▸ Instruction
Return the lines below word for word, starting at the one that contains "the sky, one" and ending at the one that contains "pixel 472 26".

▸ Entries provided

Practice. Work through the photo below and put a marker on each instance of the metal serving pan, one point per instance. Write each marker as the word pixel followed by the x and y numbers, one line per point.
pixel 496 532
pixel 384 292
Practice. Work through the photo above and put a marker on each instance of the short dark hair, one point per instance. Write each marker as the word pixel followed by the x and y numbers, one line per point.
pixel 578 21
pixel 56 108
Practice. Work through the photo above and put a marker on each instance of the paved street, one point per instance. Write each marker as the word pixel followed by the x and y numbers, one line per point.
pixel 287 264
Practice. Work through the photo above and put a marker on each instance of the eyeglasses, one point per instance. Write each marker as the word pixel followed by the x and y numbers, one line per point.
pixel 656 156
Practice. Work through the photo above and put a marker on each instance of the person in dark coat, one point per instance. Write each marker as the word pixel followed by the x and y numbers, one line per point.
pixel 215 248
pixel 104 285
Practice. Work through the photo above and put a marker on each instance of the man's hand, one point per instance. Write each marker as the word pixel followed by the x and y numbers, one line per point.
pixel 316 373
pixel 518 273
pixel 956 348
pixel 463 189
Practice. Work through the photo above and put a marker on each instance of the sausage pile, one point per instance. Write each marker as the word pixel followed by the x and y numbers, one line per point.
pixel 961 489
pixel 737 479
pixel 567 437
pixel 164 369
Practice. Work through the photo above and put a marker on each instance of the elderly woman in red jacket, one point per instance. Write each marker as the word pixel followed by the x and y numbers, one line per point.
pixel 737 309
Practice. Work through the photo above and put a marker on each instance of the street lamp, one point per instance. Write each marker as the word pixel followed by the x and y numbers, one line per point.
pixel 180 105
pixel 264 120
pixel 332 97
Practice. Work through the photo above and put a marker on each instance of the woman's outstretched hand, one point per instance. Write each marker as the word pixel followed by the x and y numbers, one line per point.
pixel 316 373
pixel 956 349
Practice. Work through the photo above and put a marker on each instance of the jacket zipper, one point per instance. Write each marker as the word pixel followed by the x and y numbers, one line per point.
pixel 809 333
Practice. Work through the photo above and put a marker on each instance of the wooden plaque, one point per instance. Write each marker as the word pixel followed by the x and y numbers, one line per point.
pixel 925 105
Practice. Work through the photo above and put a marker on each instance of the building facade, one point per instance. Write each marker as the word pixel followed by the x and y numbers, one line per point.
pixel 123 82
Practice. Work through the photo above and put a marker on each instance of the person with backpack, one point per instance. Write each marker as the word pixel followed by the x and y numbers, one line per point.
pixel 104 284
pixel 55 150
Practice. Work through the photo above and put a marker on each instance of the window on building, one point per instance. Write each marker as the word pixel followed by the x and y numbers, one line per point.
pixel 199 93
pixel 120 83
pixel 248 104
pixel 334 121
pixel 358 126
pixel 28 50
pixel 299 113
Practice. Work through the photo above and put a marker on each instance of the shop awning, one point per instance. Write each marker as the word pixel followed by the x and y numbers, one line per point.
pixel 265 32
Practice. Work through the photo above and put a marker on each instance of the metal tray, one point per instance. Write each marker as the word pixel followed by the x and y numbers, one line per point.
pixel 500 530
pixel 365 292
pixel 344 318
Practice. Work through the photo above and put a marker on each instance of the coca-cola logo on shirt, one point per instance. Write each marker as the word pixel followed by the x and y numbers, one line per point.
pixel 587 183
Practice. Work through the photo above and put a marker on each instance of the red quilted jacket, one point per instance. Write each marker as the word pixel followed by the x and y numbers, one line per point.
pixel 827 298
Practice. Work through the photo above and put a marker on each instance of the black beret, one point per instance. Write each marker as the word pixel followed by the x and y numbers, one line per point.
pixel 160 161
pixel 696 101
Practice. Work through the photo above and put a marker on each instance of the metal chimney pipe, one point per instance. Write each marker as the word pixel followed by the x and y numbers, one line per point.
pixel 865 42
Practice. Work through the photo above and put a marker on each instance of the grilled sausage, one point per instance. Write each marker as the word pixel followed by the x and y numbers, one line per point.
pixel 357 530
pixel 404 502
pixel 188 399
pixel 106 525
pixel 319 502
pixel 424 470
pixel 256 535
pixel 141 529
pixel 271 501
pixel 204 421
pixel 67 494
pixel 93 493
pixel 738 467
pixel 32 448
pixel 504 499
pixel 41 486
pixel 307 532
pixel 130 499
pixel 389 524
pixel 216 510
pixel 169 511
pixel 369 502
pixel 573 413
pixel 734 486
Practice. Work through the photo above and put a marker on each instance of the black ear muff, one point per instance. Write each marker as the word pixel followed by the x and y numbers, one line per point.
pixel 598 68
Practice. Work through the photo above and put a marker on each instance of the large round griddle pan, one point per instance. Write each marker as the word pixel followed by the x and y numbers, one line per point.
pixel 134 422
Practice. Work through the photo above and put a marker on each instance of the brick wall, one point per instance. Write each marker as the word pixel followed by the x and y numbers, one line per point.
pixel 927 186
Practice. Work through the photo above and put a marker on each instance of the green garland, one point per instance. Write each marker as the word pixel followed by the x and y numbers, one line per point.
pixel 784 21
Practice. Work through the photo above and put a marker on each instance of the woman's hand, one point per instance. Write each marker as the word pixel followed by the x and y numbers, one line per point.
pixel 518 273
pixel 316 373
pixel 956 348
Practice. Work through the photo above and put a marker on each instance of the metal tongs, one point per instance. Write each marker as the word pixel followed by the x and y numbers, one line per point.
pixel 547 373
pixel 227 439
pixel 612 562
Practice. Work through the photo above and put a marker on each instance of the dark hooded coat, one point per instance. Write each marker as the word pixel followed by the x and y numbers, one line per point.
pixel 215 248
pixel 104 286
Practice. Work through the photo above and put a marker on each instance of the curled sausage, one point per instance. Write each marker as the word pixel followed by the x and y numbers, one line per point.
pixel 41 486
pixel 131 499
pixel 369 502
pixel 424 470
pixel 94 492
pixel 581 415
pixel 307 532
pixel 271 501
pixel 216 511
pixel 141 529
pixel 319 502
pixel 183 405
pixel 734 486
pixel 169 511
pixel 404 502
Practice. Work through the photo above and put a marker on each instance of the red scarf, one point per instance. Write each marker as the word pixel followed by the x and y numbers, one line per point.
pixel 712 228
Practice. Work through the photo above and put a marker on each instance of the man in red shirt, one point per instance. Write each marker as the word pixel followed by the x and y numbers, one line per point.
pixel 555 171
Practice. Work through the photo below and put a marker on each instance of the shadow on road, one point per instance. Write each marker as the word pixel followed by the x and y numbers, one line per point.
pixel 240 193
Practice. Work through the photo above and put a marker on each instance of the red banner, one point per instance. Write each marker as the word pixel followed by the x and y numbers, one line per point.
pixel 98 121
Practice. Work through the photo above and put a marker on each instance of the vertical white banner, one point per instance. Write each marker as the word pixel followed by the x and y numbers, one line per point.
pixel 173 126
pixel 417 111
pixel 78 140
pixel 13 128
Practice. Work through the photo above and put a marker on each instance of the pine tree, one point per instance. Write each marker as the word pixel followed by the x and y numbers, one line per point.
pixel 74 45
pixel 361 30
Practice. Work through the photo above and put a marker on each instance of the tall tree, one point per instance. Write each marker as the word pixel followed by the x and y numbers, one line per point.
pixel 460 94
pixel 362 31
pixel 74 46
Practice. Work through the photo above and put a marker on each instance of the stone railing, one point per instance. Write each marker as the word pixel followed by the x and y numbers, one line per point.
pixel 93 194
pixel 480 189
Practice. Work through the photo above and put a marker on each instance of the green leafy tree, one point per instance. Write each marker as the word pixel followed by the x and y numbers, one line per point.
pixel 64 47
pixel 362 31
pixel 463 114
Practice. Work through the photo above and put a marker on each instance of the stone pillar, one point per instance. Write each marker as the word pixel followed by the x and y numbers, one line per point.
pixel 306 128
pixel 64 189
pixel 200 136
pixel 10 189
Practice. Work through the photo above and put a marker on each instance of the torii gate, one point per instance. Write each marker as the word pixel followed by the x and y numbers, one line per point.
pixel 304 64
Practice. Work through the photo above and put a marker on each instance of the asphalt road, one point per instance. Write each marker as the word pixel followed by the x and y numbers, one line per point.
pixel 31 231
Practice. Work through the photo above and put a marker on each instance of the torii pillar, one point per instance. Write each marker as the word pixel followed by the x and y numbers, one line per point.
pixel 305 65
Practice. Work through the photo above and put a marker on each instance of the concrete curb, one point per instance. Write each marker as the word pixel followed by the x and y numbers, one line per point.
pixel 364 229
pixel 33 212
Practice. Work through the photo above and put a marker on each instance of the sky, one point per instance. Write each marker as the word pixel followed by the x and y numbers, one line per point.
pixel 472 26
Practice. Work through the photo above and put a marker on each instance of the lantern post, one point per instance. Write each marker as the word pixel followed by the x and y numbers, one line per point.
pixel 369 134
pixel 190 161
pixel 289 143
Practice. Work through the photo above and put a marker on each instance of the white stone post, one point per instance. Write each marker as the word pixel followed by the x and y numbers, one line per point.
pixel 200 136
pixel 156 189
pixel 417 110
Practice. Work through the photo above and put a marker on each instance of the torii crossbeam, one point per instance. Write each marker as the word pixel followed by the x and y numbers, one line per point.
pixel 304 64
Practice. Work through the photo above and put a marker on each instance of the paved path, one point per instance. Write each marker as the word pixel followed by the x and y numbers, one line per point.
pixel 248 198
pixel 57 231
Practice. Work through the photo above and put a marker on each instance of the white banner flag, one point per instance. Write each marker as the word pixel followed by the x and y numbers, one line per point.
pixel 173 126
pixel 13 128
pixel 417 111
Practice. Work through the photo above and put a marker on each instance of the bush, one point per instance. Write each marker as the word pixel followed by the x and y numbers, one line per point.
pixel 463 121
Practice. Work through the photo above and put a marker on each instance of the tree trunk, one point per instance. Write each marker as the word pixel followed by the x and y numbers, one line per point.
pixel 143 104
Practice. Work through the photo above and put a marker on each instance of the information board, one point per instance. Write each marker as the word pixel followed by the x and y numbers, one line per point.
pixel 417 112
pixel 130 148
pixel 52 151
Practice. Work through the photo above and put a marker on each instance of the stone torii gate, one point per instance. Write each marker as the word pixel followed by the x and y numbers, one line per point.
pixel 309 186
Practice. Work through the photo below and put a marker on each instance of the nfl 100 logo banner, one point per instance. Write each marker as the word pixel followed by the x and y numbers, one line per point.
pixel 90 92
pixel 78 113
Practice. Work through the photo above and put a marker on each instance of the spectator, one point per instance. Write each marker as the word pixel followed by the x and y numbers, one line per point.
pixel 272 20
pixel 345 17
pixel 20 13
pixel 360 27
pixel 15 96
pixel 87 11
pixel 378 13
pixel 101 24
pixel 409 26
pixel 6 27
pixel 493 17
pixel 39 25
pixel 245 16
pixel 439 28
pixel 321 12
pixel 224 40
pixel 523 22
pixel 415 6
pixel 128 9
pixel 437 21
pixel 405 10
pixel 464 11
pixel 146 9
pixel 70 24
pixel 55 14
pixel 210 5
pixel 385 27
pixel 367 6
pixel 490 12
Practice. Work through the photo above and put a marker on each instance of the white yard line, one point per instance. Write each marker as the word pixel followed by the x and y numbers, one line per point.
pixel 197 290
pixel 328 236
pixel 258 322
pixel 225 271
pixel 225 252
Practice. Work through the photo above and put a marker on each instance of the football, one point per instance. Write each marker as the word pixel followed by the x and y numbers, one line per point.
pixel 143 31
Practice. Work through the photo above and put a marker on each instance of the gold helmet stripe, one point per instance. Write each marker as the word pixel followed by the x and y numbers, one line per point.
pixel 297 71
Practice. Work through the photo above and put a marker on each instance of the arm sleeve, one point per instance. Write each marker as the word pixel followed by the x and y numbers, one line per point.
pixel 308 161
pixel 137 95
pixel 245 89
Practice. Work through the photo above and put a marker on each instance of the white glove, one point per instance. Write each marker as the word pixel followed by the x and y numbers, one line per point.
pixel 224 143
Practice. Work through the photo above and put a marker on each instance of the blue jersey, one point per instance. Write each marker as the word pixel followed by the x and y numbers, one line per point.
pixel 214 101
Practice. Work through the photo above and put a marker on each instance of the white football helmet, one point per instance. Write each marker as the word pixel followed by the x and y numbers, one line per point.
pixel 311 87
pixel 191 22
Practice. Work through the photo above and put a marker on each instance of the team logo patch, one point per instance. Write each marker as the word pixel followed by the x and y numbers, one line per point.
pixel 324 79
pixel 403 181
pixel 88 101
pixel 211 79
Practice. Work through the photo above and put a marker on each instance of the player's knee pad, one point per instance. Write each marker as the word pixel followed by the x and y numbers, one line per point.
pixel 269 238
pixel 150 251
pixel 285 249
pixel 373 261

▸ Answer to this exercise
Practice. Work through the photo above and put a marker on each instance of the sky, one point per instance. Write each marker as the word pixel followed by the x and y numbers, one line per point.
pixel 472 26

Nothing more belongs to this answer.